— TASK DETAILS —
If a line of the data below holds the string "each", copy it.

--- DATA FOR REVIEW ---

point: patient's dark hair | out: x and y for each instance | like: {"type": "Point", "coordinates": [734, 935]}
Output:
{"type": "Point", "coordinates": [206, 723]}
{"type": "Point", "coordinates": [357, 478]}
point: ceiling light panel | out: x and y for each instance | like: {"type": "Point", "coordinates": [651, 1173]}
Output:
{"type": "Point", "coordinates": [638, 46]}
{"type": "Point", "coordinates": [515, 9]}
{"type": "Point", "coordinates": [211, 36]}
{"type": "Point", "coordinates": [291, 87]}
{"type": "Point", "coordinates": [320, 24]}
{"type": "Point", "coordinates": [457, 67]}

---

— YOUR SOLUTION —
point: patient's dark hair | out: x and y for each instance | like: {"type": "Point", "coordinates": [734, 935]}
point: ceiling light panel | out: x and y for each instance | like: {"type": "Point", "coordinates": [651, 1173]}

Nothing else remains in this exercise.